-- Supplied material --
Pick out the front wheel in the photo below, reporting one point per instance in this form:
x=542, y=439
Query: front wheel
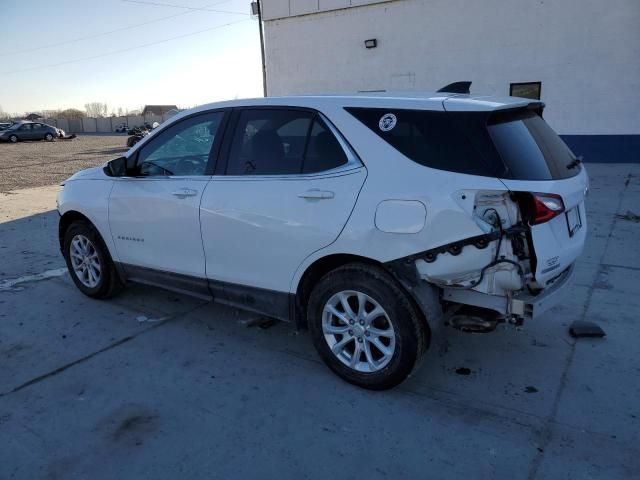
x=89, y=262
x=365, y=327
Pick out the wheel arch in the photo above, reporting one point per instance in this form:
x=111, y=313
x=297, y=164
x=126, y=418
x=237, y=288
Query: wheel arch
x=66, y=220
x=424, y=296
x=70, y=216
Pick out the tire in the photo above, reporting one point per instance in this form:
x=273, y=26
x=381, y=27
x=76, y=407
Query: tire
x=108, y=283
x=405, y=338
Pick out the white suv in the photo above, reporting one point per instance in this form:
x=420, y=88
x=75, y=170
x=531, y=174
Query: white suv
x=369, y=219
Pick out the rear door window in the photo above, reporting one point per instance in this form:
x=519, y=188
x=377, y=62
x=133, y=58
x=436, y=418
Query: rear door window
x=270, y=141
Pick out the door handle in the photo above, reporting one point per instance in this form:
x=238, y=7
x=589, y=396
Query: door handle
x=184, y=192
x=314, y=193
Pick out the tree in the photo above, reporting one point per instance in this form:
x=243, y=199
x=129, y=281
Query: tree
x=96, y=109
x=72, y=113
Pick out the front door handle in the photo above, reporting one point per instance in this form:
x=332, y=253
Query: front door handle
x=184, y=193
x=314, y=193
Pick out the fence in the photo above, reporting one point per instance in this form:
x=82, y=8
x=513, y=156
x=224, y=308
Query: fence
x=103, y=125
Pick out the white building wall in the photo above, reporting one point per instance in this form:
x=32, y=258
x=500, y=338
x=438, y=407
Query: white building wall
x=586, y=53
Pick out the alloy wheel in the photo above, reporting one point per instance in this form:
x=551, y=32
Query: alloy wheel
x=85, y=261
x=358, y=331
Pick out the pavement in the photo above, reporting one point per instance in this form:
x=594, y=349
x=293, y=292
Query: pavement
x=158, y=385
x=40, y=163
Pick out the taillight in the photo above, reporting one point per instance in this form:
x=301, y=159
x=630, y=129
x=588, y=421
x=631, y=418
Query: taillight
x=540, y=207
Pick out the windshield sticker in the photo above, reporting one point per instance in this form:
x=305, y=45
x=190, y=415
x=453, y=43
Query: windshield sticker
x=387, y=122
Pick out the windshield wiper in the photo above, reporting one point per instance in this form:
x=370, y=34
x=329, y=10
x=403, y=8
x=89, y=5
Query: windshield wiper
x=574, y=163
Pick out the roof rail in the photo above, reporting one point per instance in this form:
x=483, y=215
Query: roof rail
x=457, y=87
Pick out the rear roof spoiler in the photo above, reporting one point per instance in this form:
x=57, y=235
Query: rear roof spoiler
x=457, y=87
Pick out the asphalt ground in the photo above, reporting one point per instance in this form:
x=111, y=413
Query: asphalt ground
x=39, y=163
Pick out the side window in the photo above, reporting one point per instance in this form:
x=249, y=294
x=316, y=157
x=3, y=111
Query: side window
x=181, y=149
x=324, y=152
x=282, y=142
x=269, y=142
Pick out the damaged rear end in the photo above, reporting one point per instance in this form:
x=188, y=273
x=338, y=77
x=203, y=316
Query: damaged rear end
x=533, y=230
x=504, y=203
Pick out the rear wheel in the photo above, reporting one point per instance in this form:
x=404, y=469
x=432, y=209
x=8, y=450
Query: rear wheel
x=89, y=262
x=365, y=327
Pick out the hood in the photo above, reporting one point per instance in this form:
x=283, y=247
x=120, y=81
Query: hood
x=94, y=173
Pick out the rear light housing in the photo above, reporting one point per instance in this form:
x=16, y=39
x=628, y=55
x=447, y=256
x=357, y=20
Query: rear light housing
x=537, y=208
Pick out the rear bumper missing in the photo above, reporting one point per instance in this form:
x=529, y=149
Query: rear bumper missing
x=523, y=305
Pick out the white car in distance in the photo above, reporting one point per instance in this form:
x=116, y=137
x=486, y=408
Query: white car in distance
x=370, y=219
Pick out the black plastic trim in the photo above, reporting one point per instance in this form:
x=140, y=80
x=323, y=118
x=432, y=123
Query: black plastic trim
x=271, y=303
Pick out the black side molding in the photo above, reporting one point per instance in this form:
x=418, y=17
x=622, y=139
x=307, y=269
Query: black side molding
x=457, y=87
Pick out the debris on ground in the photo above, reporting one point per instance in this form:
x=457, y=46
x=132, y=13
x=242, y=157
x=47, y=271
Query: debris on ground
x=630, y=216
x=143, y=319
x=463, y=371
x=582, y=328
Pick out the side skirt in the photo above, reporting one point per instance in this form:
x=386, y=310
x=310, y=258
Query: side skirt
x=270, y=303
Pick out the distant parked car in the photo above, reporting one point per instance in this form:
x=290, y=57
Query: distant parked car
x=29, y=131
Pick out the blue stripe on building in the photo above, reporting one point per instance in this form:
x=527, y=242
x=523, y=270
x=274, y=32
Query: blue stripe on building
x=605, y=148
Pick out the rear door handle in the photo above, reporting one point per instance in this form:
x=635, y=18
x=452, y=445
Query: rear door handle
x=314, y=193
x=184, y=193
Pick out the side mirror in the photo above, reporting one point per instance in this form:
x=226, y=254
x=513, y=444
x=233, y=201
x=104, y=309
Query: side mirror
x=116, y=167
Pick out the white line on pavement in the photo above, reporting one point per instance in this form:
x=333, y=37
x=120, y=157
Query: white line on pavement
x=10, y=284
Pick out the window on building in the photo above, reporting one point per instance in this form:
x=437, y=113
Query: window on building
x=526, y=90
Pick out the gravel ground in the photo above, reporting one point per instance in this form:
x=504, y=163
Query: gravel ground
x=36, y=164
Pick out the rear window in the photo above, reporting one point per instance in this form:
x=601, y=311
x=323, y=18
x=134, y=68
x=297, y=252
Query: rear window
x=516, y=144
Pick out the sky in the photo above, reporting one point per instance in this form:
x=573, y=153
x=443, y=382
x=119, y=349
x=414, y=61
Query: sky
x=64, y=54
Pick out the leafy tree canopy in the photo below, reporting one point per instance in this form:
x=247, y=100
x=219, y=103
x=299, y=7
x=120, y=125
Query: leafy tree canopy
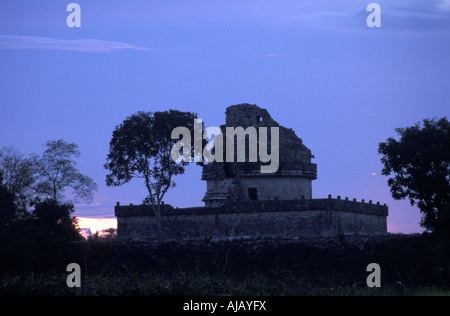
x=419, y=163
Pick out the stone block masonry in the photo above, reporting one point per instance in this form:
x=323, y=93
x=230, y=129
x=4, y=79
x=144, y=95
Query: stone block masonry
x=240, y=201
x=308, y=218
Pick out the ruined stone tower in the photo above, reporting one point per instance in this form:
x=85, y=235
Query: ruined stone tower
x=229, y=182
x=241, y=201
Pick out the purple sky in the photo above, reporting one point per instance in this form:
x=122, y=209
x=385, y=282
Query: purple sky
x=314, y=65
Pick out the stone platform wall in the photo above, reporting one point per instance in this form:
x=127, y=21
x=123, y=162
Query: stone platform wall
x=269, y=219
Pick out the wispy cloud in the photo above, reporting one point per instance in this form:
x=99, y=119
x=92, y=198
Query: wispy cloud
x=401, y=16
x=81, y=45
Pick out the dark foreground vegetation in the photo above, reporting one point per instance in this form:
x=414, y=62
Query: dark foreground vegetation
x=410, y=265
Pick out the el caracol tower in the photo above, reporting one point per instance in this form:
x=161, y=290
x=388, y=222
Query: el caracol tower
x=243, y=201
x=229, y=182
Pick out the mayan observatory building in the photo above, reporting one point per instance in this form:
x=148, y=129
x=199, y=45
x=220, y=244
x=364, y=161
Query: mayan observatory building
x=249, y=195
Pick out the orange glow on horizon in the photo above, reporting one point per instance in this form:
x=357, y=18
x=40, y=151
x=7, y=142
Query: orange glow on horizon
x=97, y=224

...

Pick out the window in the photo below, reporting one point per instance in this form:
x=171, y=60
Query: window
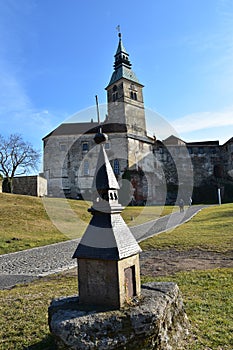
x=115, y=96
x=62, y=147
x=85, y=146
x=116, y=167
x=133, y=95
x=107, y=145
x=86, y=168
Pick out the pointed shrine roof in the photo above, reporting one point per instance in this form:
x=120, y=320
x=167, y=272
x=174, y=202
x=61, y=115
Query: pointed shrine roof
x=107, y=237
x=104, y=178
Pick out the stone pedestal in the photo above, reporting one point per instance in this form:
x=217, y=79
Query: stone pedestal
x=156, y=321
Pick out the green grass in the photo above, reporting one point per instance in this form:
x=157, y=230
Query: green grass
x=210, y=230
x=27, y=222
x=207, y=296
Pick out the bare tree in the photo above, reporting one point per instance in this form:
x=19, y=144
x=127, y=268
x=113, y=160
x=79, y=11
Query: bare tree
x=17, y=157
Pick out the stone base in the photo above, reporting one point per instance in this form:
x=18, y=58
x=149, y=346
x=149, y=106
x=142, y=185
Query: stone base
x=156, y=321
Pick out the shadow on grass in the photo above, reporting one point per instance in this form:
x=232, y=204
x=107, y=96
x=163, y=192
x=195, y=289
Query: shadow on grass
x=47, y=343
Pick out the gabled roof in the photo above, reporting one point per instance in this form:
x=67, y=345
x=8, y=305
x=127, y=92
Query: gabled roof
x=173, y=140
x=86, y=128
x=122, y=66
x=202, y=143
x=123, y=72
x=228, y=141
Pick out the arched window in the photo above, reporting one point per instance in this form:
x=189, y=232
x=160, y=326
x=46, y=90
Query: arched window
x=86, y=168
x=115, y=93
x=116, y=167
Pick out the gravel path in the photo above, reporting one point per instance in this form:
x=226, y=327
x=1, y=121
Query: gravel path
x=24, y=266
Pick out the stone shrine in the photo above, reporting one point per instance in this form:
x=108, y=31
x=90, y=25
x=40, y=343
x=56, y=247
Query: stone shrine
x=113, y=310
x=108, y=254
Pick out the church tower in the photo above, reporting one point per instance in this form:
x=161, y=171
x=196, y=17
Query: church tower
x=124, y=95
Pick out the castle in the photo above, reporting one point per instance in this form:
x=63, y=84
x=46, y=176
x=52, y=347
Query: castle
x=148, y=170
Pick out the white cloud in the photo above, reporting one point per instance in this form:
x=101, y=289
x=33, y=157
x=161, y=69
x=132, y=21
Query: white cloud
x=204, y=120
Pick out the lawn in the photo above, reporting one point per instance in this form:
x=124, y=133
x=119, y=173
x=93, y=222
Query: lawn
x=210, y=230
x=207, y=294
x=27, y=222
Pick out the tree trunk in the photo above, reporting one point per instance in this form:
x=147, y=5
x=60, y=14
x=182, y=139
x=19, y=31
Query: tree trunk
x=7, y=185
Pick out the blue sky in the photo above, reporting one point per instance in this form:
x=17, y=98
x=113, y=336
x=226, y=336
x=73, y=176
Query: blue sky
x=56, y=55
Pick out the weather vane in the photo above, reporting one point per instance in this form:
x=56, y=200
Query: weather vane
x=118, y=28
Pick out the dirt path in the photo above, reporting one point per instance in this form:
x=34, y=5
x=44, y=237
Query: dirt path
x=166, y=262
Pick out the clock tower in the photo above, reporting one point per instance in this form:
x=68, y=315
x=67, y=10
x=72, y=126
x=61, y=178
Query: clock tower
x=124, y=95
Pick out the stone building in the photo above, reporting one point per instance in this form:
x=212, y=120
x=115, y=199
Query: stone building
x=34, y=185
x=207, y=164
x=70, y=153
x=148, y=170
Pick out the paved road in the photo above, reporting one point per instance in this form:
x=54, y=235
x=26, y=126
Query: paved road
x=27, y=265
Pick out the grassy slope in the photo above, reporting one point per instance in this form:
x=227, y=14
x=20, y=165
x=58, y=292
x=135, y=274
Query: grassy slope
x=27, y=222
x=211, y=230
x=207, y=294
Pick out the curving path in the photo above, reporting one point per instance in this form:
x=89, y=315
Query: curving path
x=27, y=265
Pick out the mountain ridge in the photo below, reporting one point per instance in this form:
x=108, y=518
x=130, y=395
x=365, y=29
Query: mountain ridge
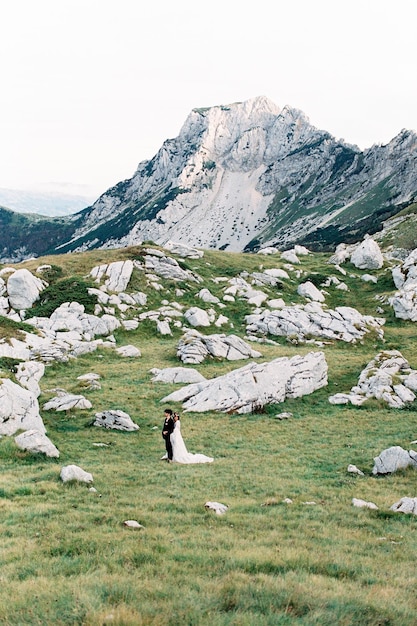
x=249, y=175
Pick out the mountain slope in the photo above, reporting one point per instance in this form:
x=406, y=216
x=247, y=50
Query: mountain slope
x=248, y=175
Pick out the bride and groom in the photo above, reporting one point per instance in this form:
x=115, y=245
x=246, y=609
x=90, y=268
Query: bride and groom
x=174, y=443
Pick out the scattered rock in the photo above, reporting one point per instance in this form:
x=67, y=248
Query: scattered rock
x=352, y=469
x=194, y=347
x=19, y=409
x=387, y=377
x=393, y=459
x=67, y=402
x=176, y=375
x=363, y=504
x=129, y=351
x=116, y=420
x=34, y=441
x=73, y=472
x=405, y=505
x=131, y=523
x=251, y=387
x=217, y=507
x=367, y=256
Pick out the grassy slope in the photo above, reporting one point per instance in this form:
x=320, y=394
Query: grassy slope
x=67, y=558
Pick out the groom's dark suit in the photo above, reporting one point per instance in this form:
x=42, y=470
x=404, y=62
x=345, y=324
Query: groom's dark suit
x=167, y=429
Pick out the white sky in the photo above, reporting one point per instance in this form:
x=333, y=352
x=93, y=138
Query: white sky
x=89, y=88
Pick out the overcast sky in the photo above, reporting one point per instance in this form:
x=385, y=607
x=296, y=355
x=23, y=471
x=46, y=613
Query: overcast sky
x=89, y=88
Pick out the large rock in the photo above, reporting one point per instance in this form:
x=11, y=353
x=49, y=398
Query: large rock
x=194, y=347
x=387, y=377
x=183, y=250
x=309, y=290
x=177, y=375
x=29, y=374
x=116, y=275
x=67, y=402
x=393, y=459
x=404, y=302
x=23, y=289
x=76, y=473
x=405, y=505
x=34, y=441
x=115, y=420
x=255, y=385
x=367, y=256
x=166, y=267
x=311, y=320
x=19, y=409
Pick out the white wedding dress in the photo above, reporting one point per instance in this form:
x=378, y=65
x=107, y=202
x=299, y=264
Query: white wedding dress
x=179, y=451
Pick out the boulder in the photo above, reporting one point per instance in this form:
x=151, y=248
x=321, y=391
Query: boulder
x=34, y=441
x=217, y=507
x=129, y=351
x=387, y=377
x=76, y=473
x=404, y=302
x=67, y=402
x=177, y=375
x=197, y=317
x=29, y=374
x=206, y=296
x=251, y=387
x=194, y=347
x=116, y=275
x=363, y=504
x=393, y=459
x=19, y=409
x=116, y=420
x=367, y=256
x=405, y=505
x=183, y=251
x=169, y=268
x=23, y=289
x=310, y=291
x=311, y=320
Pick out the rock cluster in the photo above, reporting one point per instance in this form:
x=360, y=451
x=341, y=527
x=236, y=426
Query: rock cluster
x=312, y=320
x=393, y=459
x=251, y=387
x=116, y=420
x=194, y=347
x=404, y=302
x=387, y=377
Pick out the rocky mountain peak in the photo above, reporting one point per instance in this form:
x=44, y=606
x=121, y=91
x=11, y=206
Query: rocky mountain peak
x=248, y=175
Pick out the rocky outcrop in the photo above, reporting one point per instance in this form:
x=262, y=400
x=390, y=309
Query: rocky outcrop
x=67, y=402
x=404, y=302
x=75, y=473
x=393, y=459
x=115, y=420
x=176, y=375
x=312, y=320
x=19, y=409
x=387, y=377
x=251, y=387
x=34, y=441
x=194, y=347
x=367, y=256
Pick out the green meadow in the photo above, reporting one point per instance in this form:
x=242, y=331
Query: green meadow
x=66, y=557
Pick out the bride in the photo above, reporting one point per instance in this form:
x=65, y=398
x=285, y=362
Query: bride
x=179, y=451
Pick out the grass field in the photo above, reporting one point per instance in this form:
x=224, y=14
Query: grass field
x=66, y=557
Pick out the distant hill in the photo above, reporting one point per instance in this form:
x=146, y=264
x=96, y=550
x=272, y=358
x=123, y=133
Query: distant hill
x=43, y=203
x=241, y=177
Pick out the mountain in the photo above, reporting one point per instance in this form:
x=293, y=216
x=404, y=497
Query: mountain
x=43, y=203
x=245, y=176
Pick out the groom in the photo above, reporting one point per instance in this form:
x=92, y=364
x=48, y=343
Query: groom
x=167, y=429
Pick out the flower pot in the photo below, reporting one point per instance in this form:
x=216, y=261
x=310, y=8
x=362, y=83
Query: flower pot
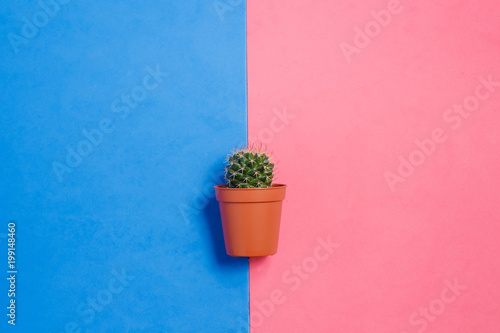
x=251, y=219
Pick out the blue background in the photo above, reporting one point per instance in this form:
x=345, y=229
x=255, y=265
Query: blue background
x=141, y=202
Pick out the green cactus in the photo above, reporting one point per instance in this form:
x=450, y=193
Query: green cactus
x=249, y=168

-- Exercise objective --
With the line that has "x=85, y=235" as the first and the line that has "x=148, y=129" as the last, repeat exactly that run of lines above and no more.

-- Answer --
x=85, y=235
Query: ruined stone tower
x=229, y=182
x=241, y=201
Pick out the purple sky in the photo above, reporting one point per instance in this form:
x=122, y=209
x=385, y=282
Query: purple sky
x=314, y=65
Pick out the stone platform wall in the photo above, reporting one point per instance in this form:
x=127, y=21
x=123, y=162
Query: stone platform wall
x=269, y=219
Pick out the wispy cloud in the photo above, reporting one point per instance in this form:
x=99, y=119
x=92, y=198
Query: wispy cloud
x=401, y=16
x=81, y=45
Pick out the dark foreground vegetation in the photo above, reporting one point per instance in this form:
x=414, y=62
Query: dark foreground vegetation
x=410, y=265
Pick out the el caracol tower in the photo above, reporting one point per instance in this form:
x=161, y=290
x=388, y=222
Query: el caracol tower
x=243, y=201
x=229, y=182
Pick out the mayan observatory building in the photo above, reporting one point per instance in this form:
x=148, y=129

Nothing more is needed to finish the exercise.